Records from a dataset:
━━━━━━━━━━

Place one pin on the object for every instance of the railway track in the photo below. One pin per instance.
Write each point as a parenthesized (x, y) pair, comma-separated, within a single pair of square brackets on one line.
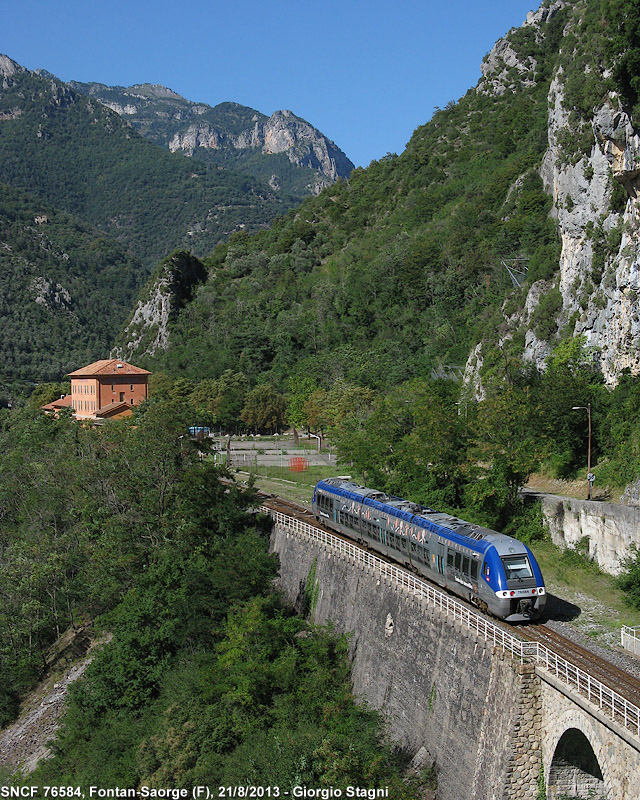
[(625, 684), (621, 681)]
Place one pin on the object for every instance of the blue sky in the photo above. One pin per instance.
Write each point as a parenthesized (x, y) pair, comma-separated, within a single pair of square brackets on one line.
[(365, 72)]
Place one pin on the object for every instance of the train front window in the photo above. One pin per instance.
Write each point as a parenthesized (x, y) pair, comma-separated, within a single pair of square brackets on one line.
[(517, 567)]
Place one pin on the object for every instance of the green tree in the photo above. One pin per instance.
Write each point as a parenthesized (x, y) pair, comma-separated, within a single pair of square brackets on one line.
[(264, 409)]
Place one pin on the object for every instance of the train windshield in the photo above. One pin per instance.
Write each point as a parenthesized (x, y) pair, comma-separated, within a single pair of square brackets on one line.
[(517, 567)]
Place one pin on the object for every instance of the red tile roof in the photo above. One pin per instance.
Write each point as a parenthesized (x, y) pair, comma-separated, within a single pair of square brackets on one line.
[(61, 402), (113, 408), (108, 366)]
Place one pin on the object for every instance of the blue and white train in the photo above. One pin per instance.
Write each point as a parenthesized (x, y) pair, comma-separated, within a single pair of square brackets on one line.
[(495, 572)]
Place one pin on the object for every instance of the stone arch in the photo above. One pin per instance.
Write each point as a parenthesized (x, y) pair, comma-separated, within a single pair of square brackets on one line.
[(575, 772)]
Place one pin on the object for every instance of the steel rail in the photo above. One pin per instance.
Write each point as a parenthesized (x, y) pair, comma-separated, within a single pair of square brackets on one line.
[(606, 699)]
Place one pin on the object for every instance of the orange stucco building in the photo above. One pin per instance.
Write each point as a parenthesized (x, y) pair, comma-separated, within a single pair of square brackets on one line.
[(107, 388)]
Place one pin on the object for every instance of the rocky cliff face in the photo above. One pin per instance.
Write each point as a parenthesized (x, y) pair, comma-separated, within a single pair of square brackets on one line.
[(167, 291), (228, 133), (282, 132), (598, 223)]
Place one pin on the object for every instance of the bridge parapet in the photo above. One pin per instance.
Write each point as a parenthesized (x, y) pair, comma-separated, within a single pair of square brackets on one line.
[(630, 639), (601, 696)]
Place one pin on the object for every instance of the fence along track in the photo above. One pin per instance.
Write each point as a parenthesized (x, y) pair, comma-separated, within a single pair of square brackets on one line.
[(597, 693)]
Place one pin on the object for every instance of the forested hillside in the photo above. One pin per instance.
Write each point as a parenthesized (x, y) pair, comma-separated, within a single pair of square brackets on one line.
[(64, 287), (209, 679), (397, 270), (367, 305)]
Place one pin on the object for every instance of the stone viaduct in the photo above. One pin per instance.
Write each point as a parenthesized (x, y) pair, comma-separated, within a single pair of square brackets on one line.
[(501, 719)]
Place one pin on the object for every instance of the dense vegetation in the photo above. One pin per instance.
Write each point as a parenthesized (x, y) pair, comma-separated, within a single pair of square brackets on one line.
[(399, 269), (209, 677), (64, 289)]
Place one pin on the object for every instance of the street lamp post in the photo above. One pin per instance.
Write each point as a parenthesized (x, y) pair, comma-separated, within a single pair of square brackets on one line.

━━━━━━━━━━

» **EXERCISE AIM**: Replace "photo" with "image" in the material from its first line up to and including the line with "[(365, 72)]", changing nothing else. Leave the pictures out of your answer.

» **REPLY**:
Place one pin on the object for every instance of the railway track in the image below. One pin per instance.
Write each point as a parenthesized (x, y) pair, comma-separated, within a single pair of square brackets on one line.
[(625, 684), (621, 681)]
Place one pin on the object for every instance of the blue sky in the image above. One pin per instance.
Write each point as a parenthesized (x, y) pair, comma-separated, within a single pair of square brackets on one line.
[(365, 72)]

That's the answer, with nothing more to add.